• _Aim of the exercise_: Copy all of the lines below word for word, leaving out the pictures.

• _Data taken from a collection_:
-- start --

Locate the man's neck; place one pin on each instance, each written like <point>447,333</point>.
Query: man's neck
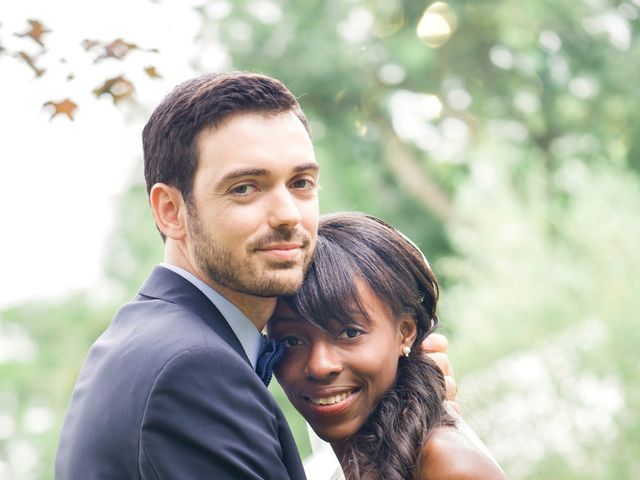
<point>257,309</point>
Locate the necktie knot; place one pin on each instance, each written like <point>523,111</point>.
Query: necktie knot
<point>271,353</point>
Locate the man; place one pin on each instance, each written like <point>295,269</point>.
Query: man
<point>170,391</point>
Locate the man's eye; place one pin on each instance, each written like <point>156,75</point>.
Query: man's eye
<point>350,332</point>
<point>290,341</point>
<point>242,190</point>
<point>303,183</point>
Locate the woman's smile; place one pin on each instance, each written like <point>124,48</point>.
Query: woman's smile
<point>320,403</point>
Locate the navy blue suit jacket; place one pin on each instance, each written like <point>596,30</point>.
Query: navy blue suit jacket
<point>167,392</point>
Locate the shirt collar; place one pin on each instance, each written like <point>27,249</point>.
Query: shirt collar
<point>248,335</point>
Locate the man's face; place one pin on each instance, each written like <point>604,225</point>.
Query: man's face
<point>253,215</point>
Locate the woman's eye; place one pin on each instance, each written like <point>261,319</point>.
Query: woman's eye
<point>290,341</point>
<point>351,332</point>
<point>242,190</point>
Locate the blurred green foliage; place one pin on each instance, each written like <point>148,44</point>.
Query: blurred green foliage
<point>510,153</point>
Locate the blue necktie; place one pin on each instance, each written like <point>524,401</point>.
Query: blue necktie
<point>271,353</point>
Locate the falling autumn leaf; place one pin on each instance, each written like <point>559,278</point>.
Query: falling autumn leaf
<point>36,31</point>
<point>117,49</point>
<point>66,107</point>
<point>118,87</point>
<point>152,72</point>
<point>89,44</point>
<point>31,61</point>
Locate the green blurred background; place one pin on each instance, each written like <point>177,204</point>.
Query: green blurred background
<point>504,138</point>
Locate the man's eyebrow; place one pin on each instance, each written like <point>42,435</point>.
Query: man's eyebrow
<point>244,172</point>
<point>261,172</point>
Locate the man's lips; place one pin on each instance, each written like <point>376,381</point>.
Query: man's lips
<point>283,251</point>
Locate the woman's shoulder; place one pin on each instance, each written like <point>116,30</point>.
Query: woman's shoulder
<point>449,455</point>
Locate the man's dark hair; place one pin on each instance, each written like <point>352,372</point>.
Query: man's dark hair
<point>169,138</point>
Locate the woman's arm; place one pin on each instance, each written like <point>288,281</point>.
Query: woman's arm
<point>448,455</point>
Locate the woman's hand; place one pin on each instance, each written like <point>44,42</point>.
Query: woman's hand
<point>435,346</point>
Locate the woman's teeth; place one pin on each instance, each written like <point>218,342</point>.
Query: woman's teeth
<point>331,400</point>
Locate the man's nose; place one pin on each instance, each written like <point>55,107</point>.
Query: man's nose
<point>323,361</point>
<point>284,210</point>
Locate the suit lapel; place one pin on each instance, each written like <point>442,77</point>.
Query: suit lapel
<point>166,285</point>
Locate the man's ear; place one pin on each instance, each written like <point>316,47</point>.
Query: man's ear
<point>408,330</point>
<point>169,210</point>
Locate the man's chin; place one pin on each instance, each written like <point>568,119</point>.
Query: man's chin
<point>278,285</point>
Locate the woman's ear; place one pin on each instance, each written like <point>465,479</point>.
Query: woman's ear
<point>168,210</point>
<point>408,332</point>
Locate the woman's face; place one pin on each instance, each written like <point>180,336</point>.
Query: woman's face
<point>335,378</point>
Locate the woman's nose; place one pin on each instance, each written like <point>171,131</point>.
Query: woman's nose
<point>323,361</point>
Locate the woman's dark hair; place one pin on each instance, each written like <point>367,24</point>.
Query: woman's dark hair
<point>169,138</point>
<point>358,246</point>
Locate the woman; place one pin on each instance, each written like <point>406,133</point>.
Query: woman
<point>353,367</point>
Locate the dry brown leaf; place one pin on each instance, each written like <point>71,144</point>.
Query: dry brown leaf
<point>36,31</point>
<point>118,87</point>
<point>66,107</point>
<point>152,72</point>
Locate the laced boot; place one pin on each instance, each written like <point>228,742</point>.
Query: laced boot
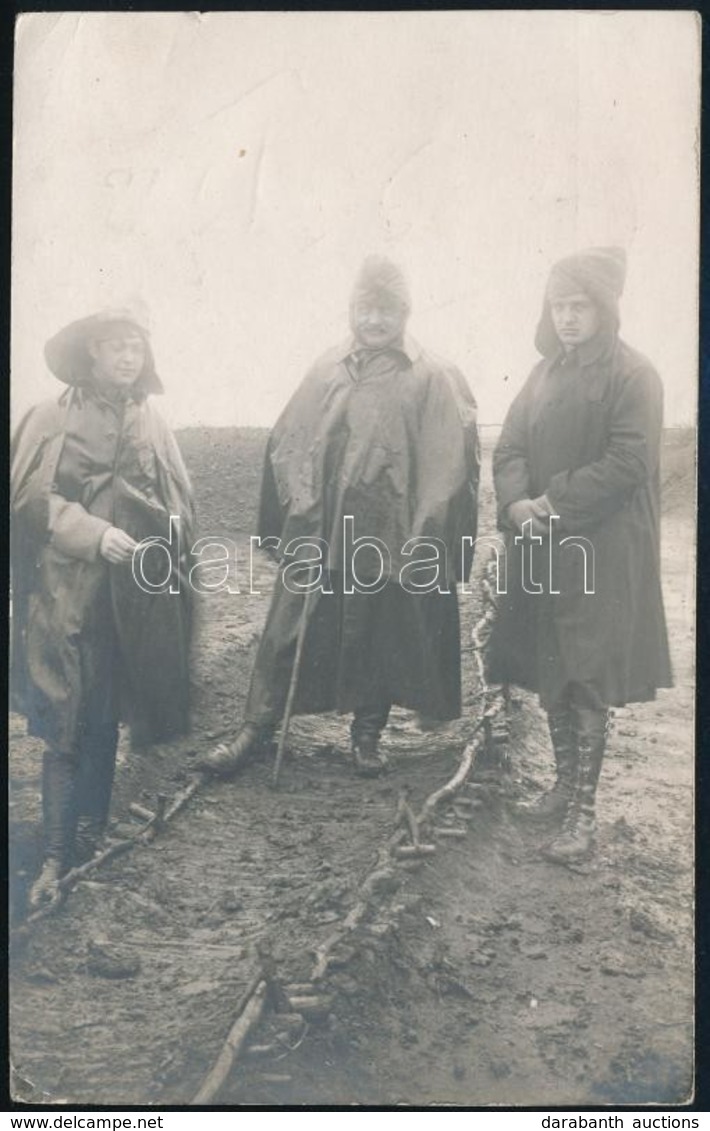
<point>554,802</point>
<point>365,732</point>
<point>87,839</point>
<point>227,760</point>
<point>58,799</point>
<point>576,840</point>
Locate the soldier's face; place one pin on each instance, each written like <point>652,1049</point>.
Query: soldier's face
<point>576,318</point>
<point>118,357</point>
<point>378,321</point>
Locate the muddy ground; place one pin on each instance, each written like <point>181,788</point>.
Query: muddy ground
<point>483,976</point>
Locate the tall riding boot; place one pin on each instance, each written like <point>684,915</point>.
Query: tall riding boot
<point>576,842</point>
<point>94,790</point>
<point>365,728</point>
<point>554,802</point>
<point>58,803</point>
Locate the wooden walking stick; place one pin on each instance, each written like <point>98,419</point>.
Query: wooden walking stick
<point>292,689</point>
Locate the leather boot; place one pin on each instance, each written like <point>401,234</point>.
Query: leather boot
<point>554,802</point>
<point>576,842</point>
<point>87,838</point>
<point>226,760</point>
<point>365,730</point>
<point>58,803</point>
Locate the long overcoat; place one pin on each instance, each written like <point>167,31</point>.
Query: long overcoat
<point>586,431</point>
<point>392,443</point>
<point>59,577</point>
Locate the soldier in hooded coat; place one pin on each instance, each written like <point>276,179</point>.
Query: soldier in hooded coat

-- end --

• _The output_:
Locate the man's neck; place one pin on each instance, each written like <point>447,333</point>.
Query: man's neck
<point>257,309</point>
Locate the necktie knot; place one pin on each instance, each written like <point>523,111</point>.
Query: necktie knot
<point>271,353</point>
Locate the man; place one pin on each instance, each written like <point>295,269</point>.
Query: man
<point>170,391</point>
Locate the man's eye; place one pin on each instance, each written like <point>156,75</point>.
Query: man's eye
<point>350,332</point>
<point>290,341</point>
<point>242,190</point>
<point>303,183</point>
Locate the woman's smile; place one pin on each instance, each written like <point>124,48</point>.
Query: woman's smile
<point>320,403</point>
Locate the navy blue suit jacket; place one pin on each instance, each written like <point>596,30</point>.
Query: navy blue suit jacket
<point>167,392</point>
Locate the shirt collar; place one pin on each instance, each written like <point>27,249</point>.
Query: shirt collar
<point>248,335</point>
Locate the man's face; place one pin on each instance, each written like <point>604,225</point>.
Query: man's face
<point>253,215</point>
Locate the woman's eye; place one pin on each instance, each written like <point>261,319</point>.
Query: woman's eye
<point>290,341</point>
<point>351,332</point>
<point>242,190</point>
Locate the blurred green foliage; place one pin on each instance, each written like <point>148,44</point>.
Query: blurred green foliage
<point>510,153</point>
Locate the blue necktie; place one pin on each instance, each written like <point>524,401</point>.
Query: blue necktie
<point>271,353</point>
Locate the falling autumn leaf; place one pin on each instance, each written like <point>559,278</point>.
Query: falling autumn leaf
<point>36,31</point>
<point>117,49</point>
<point>66,107</point>
<point>118,87</point>
<point>152,72</point>
<point>89,44</point>
<point>31,61</point>
Locate the green blurred background; place one pin on each instance, each written like <point>177,204</point>.
Query: green blurred background
<point>504,138</point>
Locate the man's eyebrow; place one pin on each instance, each written like <point>42,435</point>.
Query: man's eyebrow
<point>244,172</point>
<point>261,172</point>
Locate the man's lips; place one pin on each instance, each written like <point>376,381</point>.
Query: man's lips
<point>283,251</point>
Locate the woman's shoulder; place one pin on each instance, each written like <point>116,30</point>.
Query: woman's shoulder
<point>449,455</point>
Locate the man's dark hair; place one pin on each instance, each written like <point>352,372</point>.
Query: man's dark hair
<point>169,138</point>
Locate the woman's arm; place one pin on each instance, each written like <point>288,281</point>.
Query: woman's arm
<point>448,455</point>
Locate the woman's hand; place one pin on each instance, each written like <point>44,42</point>.
Query: woman's hand
<point>435,346</point>
Locate the woman's teeth; place one pin on each instance, each written like <point>218,342</point>.
Query: woman's teeth
<point>331,400</point>
Locate the man's nose; place one pin on each instance, each written like <point>55,107</point>.
Query: man's nose
<point>323,361</point>
<point>284,210</point>
Locate the suit lapel; place one pin on each instance, each written like <point>442,77</point>.
Query: suit lapel
<point>166,285</point>
Locate the man's ear; place one pin on each instance, each written like <point>316,47</point>.
Query: man's ear
<point>408,330</point>
<point>169,210</point>
Locate the man's chin; place one pin on each instance, each written like <point>568,119</point>.
Query: man's chin
<point>278,285</point>
Locate the woman's ear; place one pin on each instance, each written like <point>465,479</point>.
Query: woman's ear
<point>168,210</point>
<point>408,332</point>
Locate the woman's face; place one pin on each instance, each written like <point>180,336</point>.
Query: woman's face
<point>335,378</point>
Locate the woman's nose; place one pin on each instance, each written like <point>171,131</point>.
Query: woman's nose
<point>323,361</point>
Locate the woman's dark hair; place one pin on each instance, each written like <point>367,24</point>.
Query: woman's dark hair
<point>169,138</point>
<point>358,246</point>
Locate the woman; place one pin on each instance, each written like <point>406,133</point>.
Query: woman
<point>353,367</point>
Locate the dry brown leaf; place one pin on each instance, each written like <point>71,144</point>.
Query: dry brown leaf
<point>36,31</point>
<point>118,87</point>
<point>66,107</point>
<point>152,72</point>
Locate the laced boot; place one pin on each instance, each written like <point>228,742</point>.
Query: laced boot
<point>554,802</point>
<point>365,732</point>
<point>87,839</point>
<point>227,760</point>
<point>58,799</point>
<point>576,840</point>
Locate the soldier's face; place one pin on each instance, each written like <point>652,1049</point>.
Query: soldier's face
<point>576,318</point>
<point>118,357</point>
<point>378,321</point>
Locate the muddy ground; place one pin on each instance, each written like <point>181,788</point>.
Query: muddy ground
<point>483,976</point>
Locate the tall riding boot; place one pin on each instance, each written like <point>684,915</point>.
Query: tall riding boot
<point>576,842</point>
<point>94,790</point>
<point>365,728</point>
<point>554,802</point>
<point>58,803</point>
Locate the wooden walking stick; place one pin on each instance, each written like <point>98,419</point>.
Query: wooden walking stick
<point>292,689</point>
Locate the leather boot; place one pin on each instance, each written like <point>401,234</point>.
Query: leather boot
<point>554,802</point>
<point>576,842</point>
<point>87,838</point>
<point>226,760</point>
<point>365,730</point>
<point>58,803</point>
Locate the long overcoat; place one pin on each instance, each written like <point>167,31</point>.
Query: long overcoat
<point>586,431</point>
<point>392,443</point>
<point>59,577</point>
Locate the soldier in hooded coat; place one pin on each instance, each written like <point>276,179</point>.
Query: soldier in hooded coat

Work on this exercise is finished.